------ Text passage
Doing the maths!

I was never one for numbers. There is a real possibility I have dyscalculia but I wasn’t privileged with that ‘get me out of trouble’ diagnoses when I was constantly sent to the board to complete maths problems in school. Yes, setting someone up for a downfall comes to mind but I’m sure I gave the others in my class a sense of ‘feeling better about their ability’. I had none. The board work did not cure my disability much to my teacher’s frustration nor did a ruler across my hands.
Roll on a few decades, there are certain numbers I can read when they come in the form of statistics and when there is an emotional attachment to them. To read the latest equine seizure statistics from Clare leaves me with a sense of outrage coupled with ‘is this a joke?’ It’s hard to celebrate the unrealistically low figures like 18 horses seized in 2017 and even less for this year so far. Because behind these low figures are all the horses that died in fields from hunger, or untreated illnesses, and in one case, after being attacked by dogs – all horses that should have been seized! What about all the horses starving right now that won’t make the 2018 figures and who should be seized? What about all the horses taken in by rescues after being reported to the council or the department? All the horses let down by the same bodies. So the latest statistics are no realistic reflection of the state of equine welfare in Clare. They scream ‘seizure tokenism’.
------------
------ Information
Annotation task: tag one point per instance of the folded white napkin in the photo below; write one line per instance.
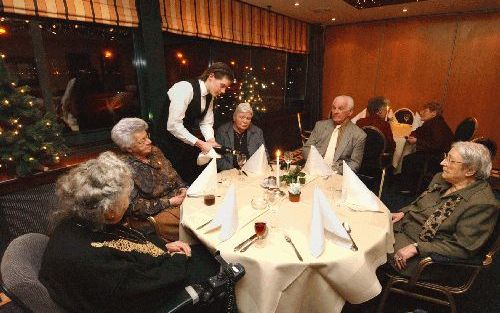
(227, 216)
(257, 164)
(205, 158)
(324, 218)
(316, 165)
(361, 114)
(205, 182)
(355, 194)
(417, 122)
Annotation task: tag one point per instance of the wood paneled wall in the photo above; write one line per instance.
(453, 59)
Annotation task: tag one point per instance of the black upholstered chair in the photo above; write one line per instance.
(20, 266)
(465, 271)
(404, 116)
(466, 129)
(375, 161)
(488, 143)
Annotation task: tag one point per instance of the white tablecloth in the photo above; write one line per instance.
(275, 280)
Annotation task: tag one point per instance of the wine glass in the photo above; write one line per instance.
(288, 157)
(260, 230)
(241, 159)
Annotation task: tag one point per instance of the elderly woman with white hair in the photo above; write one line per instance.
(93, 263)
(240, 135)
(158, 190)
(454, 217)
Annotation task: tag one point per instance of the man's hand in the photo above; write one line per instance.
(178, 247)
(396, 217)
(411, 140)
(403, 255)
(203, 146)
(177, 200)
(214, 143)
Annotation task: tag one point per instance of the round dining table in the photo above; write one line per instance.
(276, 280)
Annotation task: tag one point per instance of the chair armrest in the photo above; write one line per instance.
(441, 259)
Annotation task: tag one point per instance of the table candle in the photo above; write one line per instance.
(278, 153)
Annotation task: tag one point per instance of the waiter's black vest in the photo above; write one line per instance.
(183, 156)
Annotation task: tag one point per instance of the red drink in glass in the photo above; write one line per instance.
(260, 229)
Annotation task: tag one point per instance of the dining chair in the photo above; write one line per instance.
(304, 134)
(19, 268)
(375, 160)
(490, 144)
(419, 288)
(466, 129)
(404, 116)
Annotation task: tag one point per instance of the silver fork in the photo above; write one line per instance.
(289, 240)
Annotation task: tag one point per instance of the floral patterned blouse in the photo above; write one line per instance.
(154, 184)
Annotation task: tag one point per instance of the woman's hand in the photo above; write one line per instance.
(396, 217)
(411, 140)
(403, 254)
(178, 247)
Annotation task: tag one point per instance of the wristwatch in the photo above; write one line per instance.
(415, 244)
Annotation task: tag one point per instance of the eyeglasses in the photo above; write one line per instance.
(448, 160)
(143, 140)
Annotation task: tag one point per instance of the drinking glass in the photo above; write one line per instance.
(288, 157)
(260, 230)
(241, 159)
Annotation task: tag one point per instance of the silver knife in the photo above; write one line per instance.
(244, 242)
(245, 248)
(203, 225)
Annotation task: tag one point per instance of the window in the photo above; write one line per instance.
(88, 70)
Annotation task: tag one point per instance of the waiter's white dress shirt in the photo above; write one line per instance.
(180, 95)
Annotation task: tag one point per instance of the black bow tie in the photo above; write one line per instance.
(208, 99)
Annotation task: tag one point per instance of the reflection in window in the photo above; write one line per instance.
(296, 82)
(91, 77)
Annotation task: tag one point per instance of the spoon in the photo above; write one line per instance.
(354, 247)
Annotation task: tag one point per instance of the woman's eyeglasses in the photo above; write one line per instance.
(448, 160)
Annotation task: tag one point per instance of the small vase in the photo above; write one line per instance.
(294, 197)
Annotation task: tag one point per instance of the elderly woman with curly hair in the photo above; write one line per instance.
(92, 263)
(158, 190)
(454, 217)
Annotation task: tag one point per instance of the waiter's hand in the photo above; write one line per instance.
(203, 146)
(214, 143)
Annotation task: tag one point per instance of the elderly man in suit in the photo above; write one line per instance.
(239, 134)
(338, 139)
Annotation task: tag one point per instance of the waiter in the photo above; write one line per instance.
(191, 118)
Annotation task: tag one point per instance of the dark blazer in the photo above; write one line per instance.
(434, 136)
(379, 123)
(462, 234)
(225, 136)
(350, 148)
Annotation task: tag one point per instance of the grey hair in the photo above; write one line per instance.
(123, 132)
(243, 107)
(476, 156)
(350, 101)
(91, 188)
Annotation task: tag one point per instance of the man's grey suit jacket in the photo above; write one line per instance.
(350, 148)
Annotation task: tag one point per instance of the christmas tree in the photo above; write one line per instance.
------------
| Required actions |
**a.** Extract from the post on equine welfare in Clare the passage from "Doing the maths!" to "across my hands.", word for word.
**b.** According to the post on equine welfare in Clare, how many horses were seized in 2017?
**c.** Proceed with the post on equine welfare in Clare, continuing from its final sentence.
The items come from a separate source.

| Results by task |
**a.**
Doing the maths!

I was never one for numbers. There is a real possibility I have dyscalculia but I wasn’t privileged with that ‘get me out of trouble’ diagnoses when I was constantly sent to the board to complete maths problems in school. Yes, setting someone up for a downfall comes to mind but I’m sure I gave the others in my class a sense of ‘feeling better about their ability’. I had none. The board work did not cure my disability much to my teacher’s frustration nor did a ruler across my hands.

**b.** 18 horses

**c.**
This morning I read a notice on a fence issued by the department. A notice placed after many concerning calls to the department for two mares and a foal in a field with nothing to eat. The notice asked the owners to provide feed & water and outlined what would happen if they didn’t. Did the official who cable-tied the notice not take into consideration the emaciated foal or her mother with her ribs protruding and a belly full of worms. Did the official scan for chips? Did they check for an equine number? He would have got close enough as these horses are so starved of attention that they are so overly interested and affectionate when someone stops off at their fence. Yes, hay arrived today but not hay a starving horse would be grateful for. They should be part of the 2018 seizure statistics; they won’t be.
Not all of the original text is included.